## YOUR INSTRUCTIONS
List each line in the data below that contains the word "hair".

[BEGIN RECORD LIST]

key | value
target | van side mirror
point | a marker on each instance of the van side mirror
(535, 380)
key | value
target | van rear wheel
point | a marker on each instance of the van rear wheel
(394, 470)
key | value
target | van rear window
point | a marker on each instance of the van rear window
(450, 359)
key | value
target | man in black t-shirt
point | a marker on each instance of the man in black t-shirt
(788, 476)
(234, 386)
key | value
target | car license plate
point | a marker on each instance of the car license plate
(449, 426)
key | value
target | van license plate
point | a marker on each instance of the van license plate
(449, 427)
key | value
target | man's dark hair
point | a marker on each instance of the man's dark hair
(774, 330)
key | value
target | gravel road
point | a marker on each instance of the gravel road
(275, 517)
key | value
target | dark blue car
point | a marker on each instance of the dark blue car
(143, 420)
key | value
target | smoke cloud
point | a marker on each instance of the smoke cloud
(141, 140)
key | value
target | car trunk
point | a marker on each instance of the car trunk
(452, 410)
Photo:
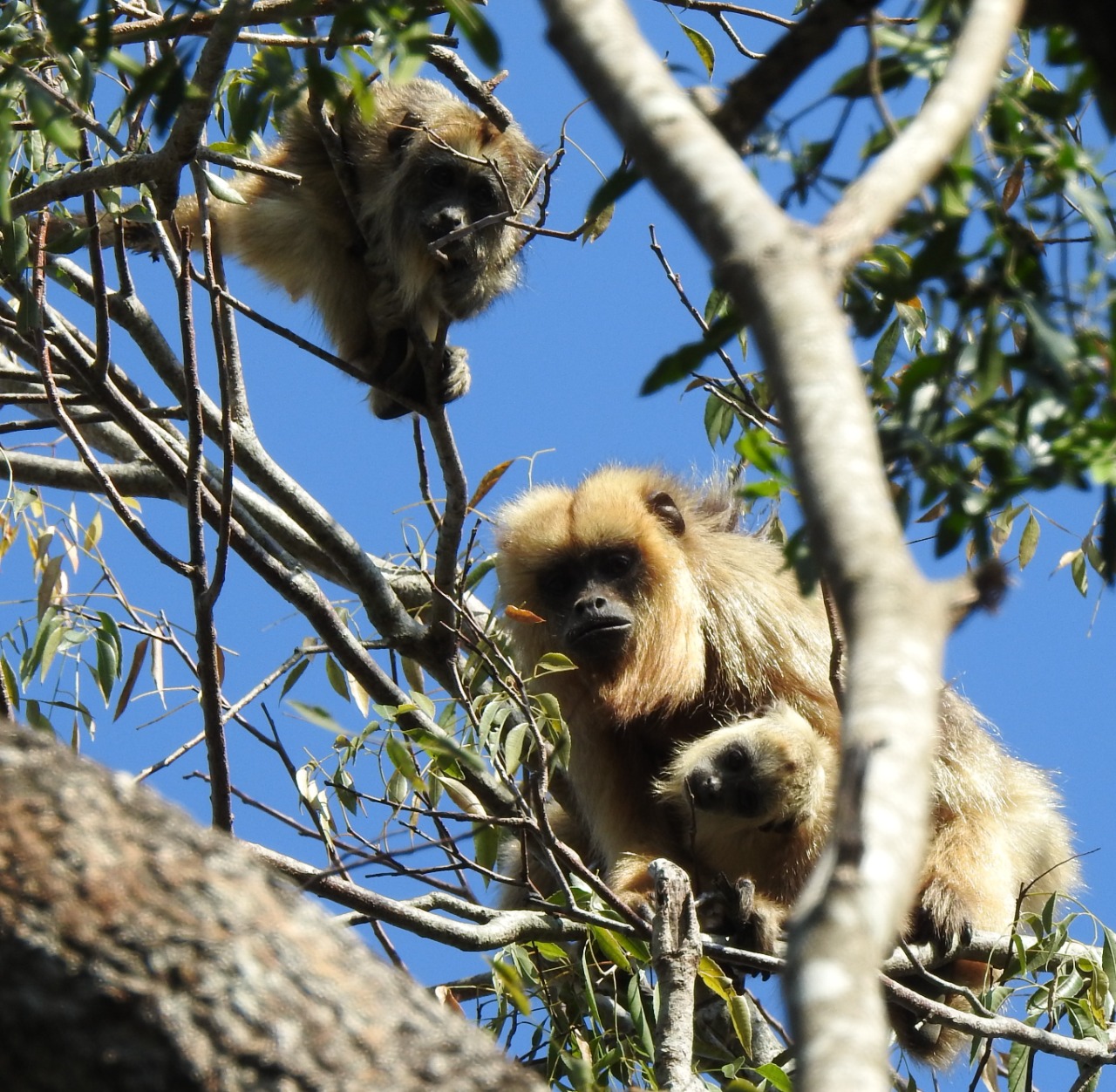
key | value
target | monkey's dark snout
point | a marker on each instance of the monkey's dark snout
(705, 789)
(598, 629)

[END RECORD LIST]

## EXPECTED OUTPUT
target | man's dark hair
point | a marker on each instance of the man's dark hair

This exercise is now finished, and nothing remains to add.